§ Natural-language object grounding data
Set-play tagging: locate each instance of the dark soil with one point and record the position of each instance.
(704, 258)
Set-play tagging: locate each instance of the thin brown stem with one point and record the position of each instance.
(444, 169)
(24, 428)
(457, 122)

§ Your goal
Each line from the one that holds "Set-play tagging: locate each instance of the thin" to the end of the records above should be transcribed exactly, both ends included.

§ The answer
Set-play tagging: locate each instance of the thin brown stem with one point and record the position of each instance.
(444, 169)
(24, 428)
(457, 122)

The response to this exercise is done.